Questa, se ancora ce ne fosse bisogno, è l’ennesima prova di quanto sia ormai necessario, per un personaggio “pubblico”, avere dei volumi di apprezzamento sui social derivanti da un’azione efficace di personal branding.
La dimostrazione lampante di quanto appena affermato arriva nelle ore successive al torneo.
Come è possibile immaginare, le altre atlete non hanno accolto Paige con i guanti, e non hanno nascosto il loro astio con i media, che hanno riportato immediatamente la notizia. Dapprima sulla stampa di settore, e successivamente su quella generalista e di gossip.
Un vero e proprio pandemonio che Paige (o forse il suo entourage) ha saputo mettere “in cassaforte” a proprio vantaggio.
Infatti all’attività sui social, si è aggiunta quella di Relazioni Pubbliche e di stampa che ha fatto lievitare il valore commerciale dell’atleta.

- _ELENCO_:
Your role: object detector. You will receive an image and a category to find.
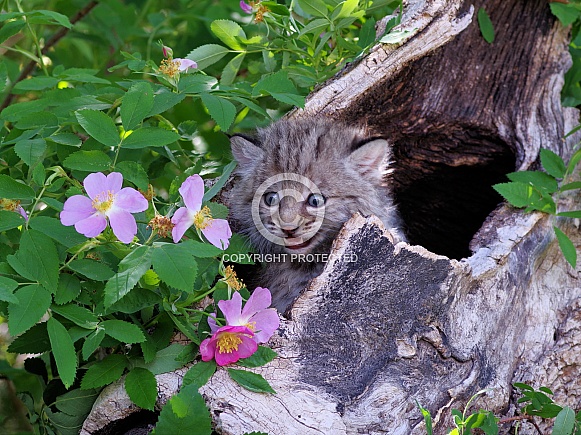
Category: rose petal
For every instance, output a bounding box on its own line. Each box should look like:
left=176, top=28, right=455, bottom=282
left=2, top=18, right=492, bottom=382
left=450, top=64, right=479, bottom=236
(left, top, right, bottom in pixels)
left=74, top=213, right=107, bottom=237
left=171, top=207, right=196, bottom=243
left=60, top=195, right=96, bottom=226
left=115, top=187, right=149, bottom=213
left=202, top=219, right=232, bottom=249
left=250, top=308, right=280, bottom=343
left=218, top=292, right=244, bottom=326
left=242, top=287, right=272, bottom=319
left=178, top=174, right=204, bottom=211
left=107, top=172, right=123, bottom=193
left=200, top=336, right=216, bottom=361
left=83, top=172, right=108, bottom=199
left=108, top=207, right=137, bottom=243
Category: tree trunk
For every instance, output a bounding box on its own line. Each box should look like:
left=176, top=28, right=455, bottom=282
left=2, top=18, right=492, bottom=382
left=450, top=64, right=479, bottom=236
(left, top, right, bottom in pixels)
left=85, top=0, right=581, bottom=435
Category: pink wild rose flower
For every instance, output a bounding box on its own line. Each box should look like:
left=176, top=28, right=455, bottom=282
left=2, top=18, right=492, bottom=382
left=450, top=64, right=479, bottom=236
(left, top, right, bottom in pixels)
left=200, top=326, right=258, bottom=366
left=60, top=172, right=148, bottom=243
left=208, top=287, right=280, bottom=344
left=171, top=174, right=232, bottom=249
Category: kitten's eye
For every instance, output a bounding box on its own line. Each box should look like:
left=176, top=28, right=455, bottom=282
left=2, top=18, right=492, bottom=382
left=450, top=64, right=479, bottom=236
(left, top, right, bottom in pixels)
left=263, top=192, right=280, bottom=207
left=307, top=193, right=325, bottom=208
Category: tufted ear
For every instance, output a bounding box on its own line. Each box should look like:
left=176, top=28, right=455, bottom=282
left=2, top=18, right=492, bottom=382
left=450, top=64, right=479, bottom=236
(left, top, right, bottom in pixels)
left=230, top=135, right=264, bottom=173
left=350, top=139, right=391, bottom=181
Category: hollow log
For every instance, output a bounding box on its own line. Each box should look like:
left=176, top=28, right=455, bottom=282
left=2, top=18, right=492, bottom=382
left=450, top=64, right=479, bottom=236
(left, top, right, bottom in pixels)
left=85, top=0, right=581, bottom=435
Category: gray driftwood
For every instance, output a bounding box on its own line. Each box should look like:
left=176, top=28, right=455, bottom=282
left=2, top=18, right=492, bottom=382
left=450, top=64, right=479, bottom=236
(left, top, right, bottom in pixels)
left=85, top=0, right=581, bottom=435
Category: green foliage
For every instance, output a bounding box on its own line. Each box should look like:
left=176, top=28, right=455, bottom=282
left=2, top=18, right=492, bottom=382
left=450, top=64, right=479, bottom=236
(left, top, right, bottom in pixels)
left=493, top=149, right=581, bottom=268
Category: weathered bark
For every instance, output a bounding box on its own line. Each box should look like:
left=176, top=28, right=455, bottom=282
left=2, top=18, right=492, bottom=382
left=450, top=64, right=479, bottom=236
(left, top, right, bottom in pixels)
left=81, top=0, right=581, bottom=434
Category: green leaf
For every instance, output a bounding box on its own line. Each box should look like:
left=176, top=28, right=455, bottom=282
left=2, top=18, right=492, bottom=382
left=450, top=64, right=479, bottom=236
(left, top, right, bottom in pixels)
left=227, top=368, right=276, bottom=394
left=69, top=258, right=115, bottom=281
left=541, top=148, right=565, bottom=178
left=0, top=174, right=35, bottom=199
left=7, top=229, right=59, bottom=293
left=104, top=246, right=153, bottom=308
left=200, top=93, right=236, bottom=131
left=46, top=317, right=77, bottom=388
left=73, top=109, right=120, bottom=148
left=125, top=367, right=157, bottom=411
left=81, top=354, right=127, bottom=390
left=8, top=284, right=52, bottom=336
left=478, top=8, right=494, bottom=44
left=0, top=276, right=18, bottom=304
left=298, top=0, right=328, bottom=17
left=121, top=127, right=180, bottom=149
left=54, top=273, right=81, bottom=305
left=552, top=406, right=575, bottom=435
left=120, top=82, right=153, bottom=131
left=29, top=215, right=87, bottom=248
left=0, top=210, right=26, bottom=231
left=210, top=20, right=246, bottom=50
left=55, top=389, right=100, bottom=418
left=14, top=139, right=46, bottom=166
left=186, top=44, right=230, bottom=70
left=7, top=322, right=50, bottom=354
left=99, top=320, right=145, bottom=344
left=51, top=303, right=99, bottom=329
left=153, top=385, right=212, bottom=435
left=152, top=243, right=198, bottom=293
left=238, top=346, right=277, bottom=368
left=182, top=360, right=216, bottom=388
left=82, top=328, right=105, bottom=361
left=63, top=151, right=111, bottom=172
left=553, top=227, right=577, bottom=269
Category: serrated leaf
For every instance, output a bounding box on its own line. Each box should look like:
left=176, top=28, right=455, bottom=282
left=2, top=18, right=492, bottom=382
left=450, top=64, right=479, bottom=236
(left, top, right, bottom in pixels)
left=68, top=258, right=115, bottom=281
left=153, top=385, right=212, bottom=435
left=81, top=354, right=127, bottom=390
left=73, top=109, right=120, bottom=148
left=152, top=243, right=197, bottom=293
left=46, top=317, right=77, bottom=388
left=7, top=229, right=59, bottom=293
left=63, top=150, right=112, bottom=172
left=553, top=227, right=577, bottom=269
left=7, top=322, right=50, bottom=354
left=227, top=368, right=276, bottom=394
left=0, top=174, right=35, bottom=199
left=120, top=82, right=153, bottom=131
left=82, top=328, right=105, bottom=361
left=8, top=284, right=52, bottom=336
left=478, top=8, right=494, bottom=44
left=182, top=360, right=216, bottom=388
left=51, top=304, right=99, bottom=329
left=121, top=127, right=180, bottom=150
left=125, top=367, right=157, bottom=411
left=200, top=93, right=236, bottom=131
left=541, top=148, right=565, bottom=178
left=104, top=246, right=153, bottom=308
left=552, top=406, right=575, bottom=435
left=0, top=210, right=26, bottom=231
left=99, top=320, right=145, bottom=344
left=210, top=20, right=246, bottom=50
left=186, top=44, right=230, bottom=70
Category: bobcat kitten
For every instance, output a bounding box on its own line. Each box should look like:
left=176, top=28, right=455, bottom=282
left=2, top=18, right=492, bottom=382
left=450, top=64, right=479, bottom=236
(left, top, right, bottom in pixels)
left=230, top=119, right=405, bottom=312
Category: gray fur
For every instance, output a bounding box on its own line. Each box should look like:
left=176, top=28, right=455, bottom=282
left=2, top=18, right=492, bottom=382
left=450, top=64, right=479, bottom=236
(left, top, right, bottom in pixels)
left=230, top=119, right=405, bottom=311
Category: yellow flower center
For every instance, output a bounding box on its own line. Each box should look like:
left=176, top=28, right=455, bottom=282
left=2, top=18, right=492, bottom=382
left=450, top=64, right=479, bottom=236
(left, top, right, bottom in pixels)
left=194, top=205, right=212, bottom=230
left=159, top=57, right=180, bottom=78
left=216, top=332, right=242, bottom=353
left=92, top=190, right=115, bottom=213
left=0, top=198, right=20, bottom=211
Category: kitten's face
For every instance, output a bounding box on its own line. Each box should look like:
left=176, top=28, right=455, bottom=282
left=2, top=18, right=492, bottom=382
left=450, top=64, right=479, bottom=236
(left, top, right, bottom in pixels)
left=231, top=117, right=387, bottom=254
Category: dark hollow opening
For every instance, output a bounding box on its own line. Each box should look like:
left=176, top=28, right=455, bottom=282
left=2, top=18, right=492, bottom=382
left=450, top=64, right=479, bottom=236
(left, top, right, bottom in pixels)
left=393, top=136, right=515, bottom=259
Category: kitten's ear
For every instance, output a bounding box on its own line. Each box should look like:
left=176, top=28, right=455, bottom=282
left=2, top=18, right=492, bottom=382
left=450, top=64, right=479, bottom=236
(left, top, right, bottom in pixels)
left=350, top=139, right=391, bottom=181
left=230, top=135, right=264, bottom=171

* * *

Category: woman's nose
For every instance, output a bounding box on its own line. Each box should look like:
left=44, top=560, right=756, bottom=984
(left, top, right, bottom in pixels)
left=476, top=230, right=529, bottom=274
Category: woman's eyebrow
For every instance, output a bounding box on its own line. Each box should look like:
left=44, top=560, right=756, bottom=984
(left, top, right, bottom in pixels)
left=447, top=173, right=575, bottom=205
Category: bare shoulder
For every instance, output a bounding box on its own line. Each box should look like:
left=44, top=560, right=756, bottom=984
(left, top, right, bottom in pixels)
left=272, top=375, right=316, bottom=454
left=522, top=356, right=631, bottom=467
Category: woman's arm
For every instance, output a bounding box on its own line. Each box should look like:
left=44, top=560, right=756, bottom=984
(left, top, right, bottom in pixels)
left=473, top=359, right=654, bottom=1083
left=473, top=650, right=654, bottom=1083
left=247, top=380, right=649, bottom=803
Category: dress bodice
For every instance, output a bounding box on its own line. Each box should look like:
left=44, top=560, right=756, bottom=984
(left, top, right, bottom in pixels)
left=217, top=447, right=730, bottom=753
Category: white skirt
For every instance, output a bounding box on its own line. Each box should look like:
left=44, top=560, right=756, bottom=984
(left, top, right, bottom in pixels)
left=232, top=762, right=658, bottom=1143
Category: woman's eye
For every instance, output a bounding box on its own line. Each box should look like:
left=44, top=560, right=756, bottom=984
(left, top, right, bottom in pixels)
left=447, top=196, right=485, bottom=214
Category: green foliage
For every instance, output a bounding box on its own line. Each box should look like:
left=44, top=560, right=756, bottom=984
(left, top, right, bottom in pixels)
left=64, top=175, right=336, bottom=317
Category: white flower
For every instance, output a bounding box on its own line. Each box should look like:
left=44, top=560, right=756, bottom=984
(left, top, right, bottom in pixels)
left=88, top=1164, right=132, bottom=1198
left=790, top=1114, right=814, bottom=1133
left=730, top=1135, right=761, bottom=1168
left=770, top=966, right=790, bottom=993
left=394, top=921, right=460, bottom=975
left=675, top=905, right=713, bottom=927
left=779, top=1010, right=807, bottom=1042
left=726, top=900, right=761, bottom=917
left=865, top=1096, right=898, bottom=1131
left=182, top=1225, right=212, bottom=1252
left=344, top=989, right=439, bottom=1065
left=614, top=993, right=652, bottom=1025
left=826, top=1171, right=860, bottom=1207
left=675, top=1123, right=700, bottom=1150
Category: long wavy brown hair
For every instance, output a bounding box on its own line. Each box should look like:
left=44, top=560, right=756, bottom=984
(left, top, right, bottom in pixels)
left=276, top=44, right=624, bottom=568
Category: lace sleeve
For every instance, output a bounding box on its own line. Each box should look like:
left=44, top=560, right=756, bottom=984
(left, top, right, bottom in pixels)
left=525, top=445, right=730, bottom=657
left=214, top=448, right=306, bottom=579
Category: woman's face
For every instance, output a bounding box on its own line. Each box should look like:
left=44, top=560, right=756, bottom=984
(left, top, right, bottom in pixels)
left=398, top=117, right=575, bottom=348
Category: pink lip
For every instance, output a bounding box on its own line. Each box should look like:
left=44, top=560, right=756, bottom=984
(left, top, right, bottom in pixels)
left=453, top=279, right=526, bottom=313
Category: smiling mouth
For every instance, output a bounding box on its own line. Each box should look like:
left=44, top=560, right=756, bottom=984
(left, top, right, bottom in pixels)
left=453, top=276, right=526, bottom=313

- _DETTAGLI ESERCIZIO_: Per favore, stampa il passo dell'estratto del testo che comincia con "La dimostrazione lampante" e prosegue fino a "valore commerciale dell’atleta.".

- _RISPOSTA_:
La dimostrazione lampante di quanto appena affermato arriva nelle ore successive al torneo.
Come è possibile immaginare, le altre atlete non hanno accolto Paige con i guanti, e non hanno nascosto il loro astio con i media, che hanno riportato immediatamente la notizia. Dapprima sulla stampa di settore, e successivamente su quella generalista e di gossip.
Un vero e proprio pandemonio che Paige (o forse il suo entourage) ha saputo mettere “in cassaforte” a proprio vantaggio.
Infatti all’attività sui social, si è aggiunta quella di Relazioni Pubbliche e di stampa che ha fatto lievitare il valore commerciale dell’atleta.